What the exercise asks: Only the pictures should be dropped; every line of the data must come back exactly as written.
*** Supplied data ***
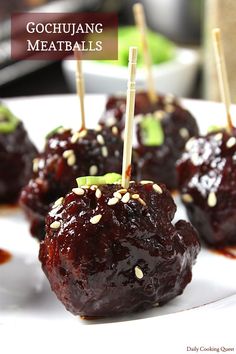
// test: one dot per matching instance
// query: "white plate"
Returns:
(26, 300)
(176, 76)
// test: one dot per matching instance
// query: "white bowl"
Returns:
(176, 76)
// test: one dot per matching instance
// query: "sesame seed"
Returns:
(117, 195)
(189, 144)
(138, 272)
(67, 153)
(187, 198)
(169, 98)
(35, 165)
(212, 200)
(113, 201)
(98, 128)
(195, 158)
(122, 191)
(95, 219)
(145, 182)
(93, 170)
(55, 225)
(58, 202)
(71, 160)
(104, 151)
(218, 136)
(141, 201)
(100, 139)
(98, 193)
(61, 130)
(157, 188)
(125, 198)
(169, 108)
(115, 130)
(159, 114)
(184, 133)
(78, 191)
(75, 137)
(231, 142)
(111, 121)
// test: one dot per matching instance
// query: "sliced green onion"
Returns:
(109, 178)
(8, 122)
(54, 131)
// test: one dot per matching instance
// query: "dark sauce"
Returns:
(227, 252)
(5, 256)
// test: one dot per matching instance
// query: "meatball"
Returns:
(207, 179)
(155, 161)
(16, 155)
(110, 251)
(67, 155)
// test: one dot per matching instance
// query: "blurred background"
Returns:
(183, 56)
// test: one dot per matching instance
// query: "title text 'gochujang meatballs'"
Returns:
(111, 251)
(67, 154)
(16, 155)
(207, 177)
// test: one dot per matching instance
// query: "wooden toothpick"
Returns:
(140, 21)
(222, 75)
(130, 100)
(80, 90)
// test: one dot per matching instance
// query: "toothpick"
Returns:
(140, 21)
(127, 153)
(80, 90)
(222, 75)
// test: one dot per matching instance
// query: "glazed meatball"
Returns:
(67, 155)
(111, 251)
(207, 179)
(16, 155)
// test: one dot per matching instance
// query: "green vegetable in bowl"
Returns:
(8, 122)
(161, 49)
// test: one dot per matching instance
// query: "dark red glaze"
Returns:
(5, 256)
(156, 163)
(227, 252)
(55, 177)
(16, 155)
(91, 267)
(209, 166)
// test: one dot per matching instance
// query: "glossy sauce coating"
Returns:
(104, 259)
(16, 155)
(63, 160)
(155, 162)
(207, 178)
*** End of Supplied data ***
Written response:
// test: one dot per matching instance
// query: "white plate"
Returns:
(26, 300)
(176, 76)
// test: one dot per matching instance
// query: "white bowl"
Returns:
(176, 76)
// test: one dot per matching instance
// query: "sesame seed"
Returns:
(117, 195)
(189, 144)
(138, 272)
(67, 153)
(187, 198)
(169, 98)
(35, 165)
(212, 200)
(113, 201)
(98, 128)
(195, 158)
(122, 191)
(95, 219)
(145, 182)
(93, 170)
(55, 225)
(58, 202)
(71, 160)
(104, 151)
(218, 136)
(141, 201)
(100, 139)
(98, 193)
(61, 130)
(157, 188)
(125, 198)
(169, 108)
(115, 130)
(159, 114)
(184, 133)
(78, 191)
(75, 137)
(231, 142)
(111, 121)
// test: one dot per matching instance
// query: "sliced green onion"
Returns:
(109, 178)
(8, 122)
(54, 131)
// test: one dot per matching instance
// query: "dark sauce"
Returns:
(227, 252)
(5, 256)
// test: one dot per matching instance
// query: "meatball"
Returns:
(207, 179)
(155, 161)
(16, 155)
(110, 251)
(67, 155)
// test: one dot per matching instance
// query: "blurred background"
Returns:
(183, 56)
// test: one dot per matching instance
// query: "title text 'gochujang meatballs'"
Returns:
(111, 251)
(67, 154)
(16, 155)
(207, 177)
// test: one dot per matching instance
// query: "wooden toothpick"
Returns:
(140, 21)
(222, 75)
(130, 100)
(80, 90)
// test: one dot per matching instance
// query: "toothpick"
Returns:
(140, 21)
(127, 153)
(80, 90)
(222, 75)
// test: one dot per matching instance
// query: "glazed meatball"
Returns:
(67, 155)
(111, 251)
(207, 179)
(16, 155)
// test: one dot per matching instance
// query: "green vegetable in bowl"
Returns:
(8, 122)
(161, 49)
// test: one dot per matching instance
// query: "dark red glaze"
Returns:
(5, 256)
(156, 163)
(227, 252)
(55, 177)
(16, 155)
(91, 267)
(209, 166)
// test: one dot per matching instance
// query: "glossy sauce coating"
Returns:
(104, 259)
(16, 155)
(63, 160)
(155, 162)
(207, 178)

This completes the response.